◆ Tasks for this exercise ◆
1 – In the article below on CYBG's PPI costs, what was the group's statutory result after tax for the year to September?
2 – Pick up the article below on CYBG's PPI costs and extend it past its last sentence.

◆ Excerpt to read ◆
********

If you hold shares in CYBG (LSE: CYBG) you will be hurting today, as the Clydesdale & Yorkshire Bank owner is down 14% as it warned markets of a massive PPI hit. It makes Royal Bank of Scotland Group (LSE: RBS) look positively healthy by comparison.
CYBG’s PPI nightmare completely overshadowed news of a 13% rise in underlying profit before tax to £331m over the year to September, with the bank making a statutory loss after tax of £145m (down from a profit of £182m in 2017) due to far greater than anticipated legacy PPI costs.
Total PPI provision during 2018 was £352m plus £44m for other legacy conduct. Management said that weekly complaint volumes have been falling since the end of July but it still increased provisions by a “prudent” £150m to cover complaints before the final time bar in August 2019. This reduced the group’s common equity tier 1 ratio by around 182bps to 10.5%.

********

◆ Dataset content ◆
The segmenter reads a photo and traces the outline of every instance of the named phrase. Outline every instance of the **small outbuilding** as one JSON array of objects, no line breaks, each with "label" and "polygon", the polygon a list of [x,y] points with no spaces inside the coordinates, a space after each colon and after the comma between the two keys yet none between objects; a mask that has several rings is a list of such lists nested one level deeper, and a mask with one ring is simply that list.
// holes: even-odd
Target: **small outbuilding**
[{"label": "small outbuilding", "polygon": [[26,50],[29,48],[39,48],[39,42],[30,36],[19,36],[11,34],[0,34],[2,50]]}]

********

◆ Expected outputs ◆
1 – A statutory loss after tax of £145m, down from a profit of £182m in 2017.

2 –
The £3bn banking group, which recently completed its acquisition of Virgin Money, also reported a 1% rise in net interest income, while customer deposits, loans and mortgages all grew more than 4%. Underlying costs fell 6% to £635m, ahead of guidance.
Its shares have taken a beating to hit their lowest level since April 2016. CYBG now trades at 9.8 times forecast earnings, which could be a buying opportunity for those willing to see through its PPI stresses. However, although it increased its ordinary dividend to 3.1p per share, it still offers a forecast yield of just 0.8%, but is expected to hit 4.1% next year. Today could be an opportunity to go bottom fishing. However, it’s been a turnaround prospect a little too long for my liking.
Down and out
The banking sector has been tough for the big boys as well. FTSE 100 giant RBS was the biggest villain in the banking crisis and has taken longest to restore its reputation (and bottom line), as it continues to struggle to this day.
The £25bn company trades 33% lower than it did five years ago, and it wasn’t considered to be doing very well then. RBS has also been hit hard by the PPI crisis, along with just about everything else, and will be gratefully awaiting next August’s deadline (and dreading the last-minute claims rush).
Even the news that RBS is restoring its dividend in August has failed to trigger a turnaround. Yet it is on course to be a top income stock, with a forecast yield of 3.1%, covered 4.1 times, which analysts reckon could hit 5.8% next year. That is a huge jump from zero.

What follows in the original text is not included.